== PROBLEM ==
Everything in the records must be restated exactly, apart from the pictures.

== GIVEN INFORMATION ==
== Segment start ==
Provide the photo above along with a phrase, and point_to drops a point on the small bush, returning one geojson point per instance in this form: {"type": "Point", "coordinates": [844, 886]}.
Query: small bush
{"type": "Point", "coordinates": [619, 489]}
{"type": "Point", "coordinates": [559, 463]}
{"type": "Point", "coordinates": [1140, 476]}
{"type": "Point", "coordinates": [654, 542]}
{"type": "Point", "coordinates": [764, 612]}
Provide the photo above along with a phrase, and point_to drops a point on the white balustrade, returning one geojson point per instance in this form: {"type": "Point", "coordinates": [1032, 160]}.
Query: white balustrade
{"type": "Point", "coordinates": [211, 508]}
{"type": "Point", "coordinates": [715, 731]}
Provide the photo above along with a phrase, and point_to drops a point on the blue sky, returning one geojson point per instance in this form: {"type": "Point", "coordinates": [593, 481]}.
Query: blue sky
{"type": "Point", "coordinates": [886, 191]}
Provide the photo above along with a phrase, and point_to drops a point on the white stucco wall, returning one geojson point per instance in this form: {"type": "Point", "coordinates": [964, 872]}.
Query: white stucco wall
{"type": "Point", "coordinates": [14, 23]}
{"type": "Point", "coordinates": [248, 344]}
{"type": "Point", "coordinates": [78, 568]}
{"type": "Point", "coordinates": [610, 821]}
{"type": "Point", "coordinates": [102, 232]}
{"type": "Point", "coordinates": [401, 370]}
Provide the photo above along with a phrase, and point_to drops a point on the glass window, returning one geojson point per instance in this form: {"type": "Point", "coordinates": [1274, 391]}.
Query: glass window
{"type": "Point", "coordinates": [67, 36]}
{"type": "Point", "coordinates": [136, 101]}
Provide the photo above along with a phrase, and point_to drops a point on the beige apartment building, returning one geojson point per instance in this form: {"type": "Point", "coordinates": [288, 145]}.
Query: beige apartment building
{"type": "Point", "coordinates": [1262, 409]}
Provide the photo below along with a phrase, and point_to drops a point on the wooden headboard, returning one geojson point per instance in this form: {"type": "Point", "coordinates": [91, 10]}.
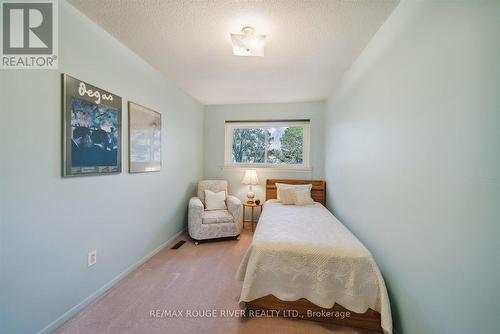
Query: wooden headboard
{"type": "Point", "coordinates": [318, 192]}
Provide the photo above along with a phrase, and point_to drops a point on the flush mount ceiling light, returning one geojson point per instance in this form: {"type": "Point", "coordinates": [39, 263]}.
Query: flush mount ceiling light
{"type": "Point", "coordinates": [248, 43]}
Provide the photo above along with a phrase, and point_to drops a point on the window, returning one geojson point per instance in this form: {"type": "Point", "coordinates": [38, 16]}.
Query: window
{"type": "Point", "coordinates": [283, 144]}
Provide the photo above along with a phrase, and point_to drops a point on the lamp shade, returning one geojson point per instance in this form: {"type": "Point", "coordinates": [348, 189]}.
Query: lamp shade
{"type": "Point", "coordinates": [250, 177]}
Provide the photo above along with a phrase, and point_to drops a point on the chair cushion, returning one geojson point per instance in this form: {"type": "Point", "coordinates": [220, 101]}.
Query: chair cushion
{"type": "Point", "coordinates": [216, 217]}
{"type": "Point", "coordinates": [212, 185]}
{"type": "Point", "coordinates": [215, 201]}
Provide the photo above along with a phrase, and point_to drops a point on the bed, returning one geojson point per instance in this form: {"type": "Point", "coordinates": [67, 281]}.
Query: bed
{"type": "Point", "coordinates": [302, 259]}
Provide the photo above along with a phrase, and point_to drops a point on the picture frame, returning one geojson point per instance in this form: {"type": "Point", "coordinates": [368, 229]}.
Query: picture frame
{"type": "Point", "coordinates": [91, 129]}
{"type": "Point", "coordinates": [144, 134]}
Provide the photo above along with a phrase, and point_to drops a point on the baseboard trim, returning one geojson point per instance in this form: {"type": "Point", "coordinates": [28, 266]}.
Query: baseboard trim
{"type": "Point", "coordinates": [99, 292]}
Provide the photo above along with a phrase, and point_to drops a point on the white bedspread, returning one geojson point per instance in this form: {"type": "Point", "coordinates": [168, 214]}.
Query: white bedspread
{"type": "Point", "coordinates": [305, 252]}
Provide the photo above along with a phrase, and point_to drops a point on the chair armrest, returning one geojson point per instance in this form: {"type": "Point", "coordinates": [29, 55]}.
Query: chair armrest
{"type": "Point", "coordinates": [235, 208]}
{"type": "Point", "coordinates": [195, 205]}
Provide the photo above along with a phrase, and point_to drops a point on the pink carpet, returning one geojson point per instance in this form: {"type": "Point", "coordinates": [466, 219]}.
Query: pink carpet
{"type": "Point", "coordinates": [188, 279]}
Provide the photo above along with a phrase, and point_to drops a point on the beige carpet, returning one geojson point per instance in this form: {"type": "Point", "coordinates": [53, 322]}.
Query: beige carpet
{"type": "Point", "coordinates": [190, 278]}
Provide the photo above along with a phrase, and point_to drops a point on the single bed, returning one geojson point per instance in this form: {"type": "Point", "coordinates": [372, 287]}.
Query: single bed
{"type": "Point", "coordinates": [303, 259]}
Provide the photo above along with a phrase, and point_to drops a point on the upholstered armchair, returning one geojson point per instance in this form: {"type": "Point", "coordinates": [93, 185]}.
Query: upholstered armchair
{"type": "Point", "coordinates": [210, 224]}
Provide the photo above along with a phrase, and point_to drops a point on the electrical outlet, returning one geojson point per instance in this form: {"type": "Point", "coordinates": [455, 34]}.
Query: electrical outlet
{"type": "Point", "coordinates": [91, 258]}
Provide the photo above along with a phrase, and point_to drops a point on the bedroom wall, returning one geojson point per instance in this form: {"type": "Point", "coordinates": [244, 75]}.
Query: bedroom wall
{"type": "Point", "coordinates": [413, 162]}
{"type": "Point", "coordinates": [215, 117]}
{"type": "Point", "coordinates": [50, 223]}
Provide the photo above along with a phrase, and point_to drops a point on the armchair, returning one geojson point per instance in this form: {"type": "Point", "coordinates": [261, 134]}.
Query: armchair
{"type": "Point", "coordinates": [210, 224]}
== Segment end ==
== SOLUTION BELOW ==
Provide the photo above along with a phrase, and point_to drops a point on the small bush, returning one geojson point per instance in this form: {"type": "Point", "coordinates": [844, 886]}.
Query: small bush
{"type": "Point", "coordinates": [619, 489]}
{"type": "Point", "coordinates": [559, 463]}
{"type": "Point", "coordinates": [1140, 476]}
{"type": "Point", "coordinates": [654, 542]}
{"type": "Point", "coordinates": [764, 612]}
Provide the photo above along with a phrase, and point_to drops a point on the white balustrade, returning one geojson point per instance in this form: {"type": "Point", "coordinates": [1032, 160]}.
Query: white balustrade
{"type": "Point", "coordinates": [211, 508]}
{"type": "Point", "coordinates": [715, 731]}
Provide the photo above along with a phrase, and point_to drops a point on the blue sky, returning one geojson point per instance in this form: {"type": "Point", "coordinates": [593, 481]}.
Query: blue sky
{"type": "Point", "coordinates": [886, 191]}
Provide the photo above along with a phrase, and point_to drops a point on the white stucco wall, returning one geojson point per instance in this form: {"type": "Point", "coordinates": [964, 872]}.
Query: white stucco wall
{"type": "Point", "coordinates": [14, 23]}
{"type": "Point", "coordinates": [248, 344]}
{"type": "Point", "coordinates": [78, 568]}
{"type": "Point", "coordinates": [610, 821]}
{"type": "Point", "coordinates": [102, 232]}
{"type": "Point", "coordinates": [401, 370]}
Provide the photo above along with a phrase, and point_to drops a point on the glass window, returning one geojson point per instance in this form: {"type": "Point", "coordinates": [1274, 391]}.
Query: glass window
{"type": "Point", "coordinates": [67, 36]}
{"type": "Point", "coordinates": [136, 101]}
Provide the photo above along with a phrase, and point_to drops a point on the beige apartment building, returning one geojson point per instance in this form: {"type": "Point", "coordinates": [288, 145]}.
Query: beige apartment building
{"type": "Point", "coordinates": [1262, 409]}
Provide the photo below along with a phrase, and point_to drops a point on the wooden headboard, returning one geojson point per instance in this form: {"type": "Point", "coordinates": [91, 10]}.
Query: wooden headboard
{"type": "Point", "coordinates": [318, 192]}
Provide the photo above along with a phrase, and point_to drops a point on the flush mount ceiling light, returning one geojson point per instance in this form: {"type": "Point", "coordinates": [39, 263]}.
Query: flush mount ceiling light
{"type": "Point", "coordinates": [248, 43]}
Provide the photo above along with a phrase, and point_to drops a point on the window, returning one geojson point per instance in this form: {"type": "Point", "coordinates": [38, 16]}.
Query: window
{"type": "Point", "coordinates": [283, 144]}
Provide the photo above along with a phrase, and point_to drops a point on the lamp shade, returning one geojson point per instance in this form: {"type": "Point", "coordinates": [348, 189]}.
Query: lamp shade
{"type": "Point", "coordinates": [250, 177]}
Provide the photo above along with a phrase, and point_to drops a point on the chair cushion, returning one geojson point per instance in this form: {"type": "Point", "coordinates": [220, 101]}.
Query: chair cushion
{"type": "Point", "coordinates": [216, 217]}
{"type": "Point", "coordinates": [212, 185]}
{"type": "Point", "coordinates": [215, 201]}
Provide the photo above along with a phrase, and point_to drops a point on the bed, returning one geojson point per instance in this form: {"type": "Point", "coordinates": [67, 281]}.
Query: bed
{"type": "Point", "coordinates": [302, 259]}
Provide the photo above along with a phrase, and point_to drops a point on the picture frame, returning one geojson point per instance in this form: {"type": "Point", "coordinates": [368, 229]}.
Query: picture frame
{"type": "Point", "coordinates": [91, 129]}
{"type": "Point", "coordinates": [144, 134]}
Provide the photo above along with a phrase, and point_to drops a point on the baseboard trim, returning one geojson point per instance in this form: {"type": "Point", "coordinates": [28, 266]}.
Query: baseboard trim
{"type": "Point", "coordinates": [99, 292]}
Provide the photo above along with a phrase, and point_to drops a point on the white bedspread, returning one geojson point per instance in this form: {"type": "Point", "coordinates": [168, 214]}.
Query: white bedspread
{"type": "Point", "coordinates": [305, 252]}
Provide the photo above along with a phrase, and point_to drops a point on the chair armrest, returning one geojson point per instance in this form: {"type": "Point", "coordinates": [29, 55]}.
Query: chair armrest
{"type": "Point", "coordinates": [235, 208]}
{"type": "Point", "coordinates": [195, 205]}
Provide the photo above along with a phrase, and point_to drops a point on the pink carpet, returning one geojson point per instance in this form: {"type": "Point", "coordinates": [466, 219]}.
Query: pink carpet
{"type": "Point", "coordinates": [188, 279]}
Provide the photo above along with a phrase, and point_to drops a point on the beige carpet, returning one geojson point per instance in this form: {"type": "Point", "coordinates": [53, 322]}.
Query: beige carpet
{"type": "Point", "coordinates": [190, 278]}
Provide the photo above along with a phrase, and point_to drops a point on the single bed, returning one geojson point per instance in this form: {"type": "Point", "coordinates": [372, 287]}.
Query: single bed
{"type": "Point", "coordinates": [303, 259]}
Provide the photo above along with a phrase, and point_to drops a point on the upholstered armchair, returning one geojson point per instance in this form: {"type": "Point", "coordinates": [93, 185]}.
Query: upholstered armchair
{"type": "Point", "coordinates": [210, 224]}
Provide the photo above along with a phrase, and point_to drops a point on the electrical outlet, returning one geojson point per instance in this form: {"type": "Point", "coordinates": [455, 34]}.
Query: electrical outlet
{"type": "Point", "coordinates": [91, 258]}
Provide the photo above along with a phrase, and point_to drops a point on the bedroom wall, returning one geojson point per instance in this form: {"type": "Point", "coordinates": [244, 75]}.
Query: bedroom wall
{"type": "Point", "coordinates": [413, 162]}
{"type": "Point", "coordinates": [215, 117]}
{"type": "Point", "coordinates": [50, 223]}
Provide the photo above along with a phrase, and point_to drops a point on the armchair, returning one geojson point per instance in this form: {"type": "Point", "coordinates": [261, 134]}.
Query: armchair
{"type": "Point", "coordinates": [210, 224]}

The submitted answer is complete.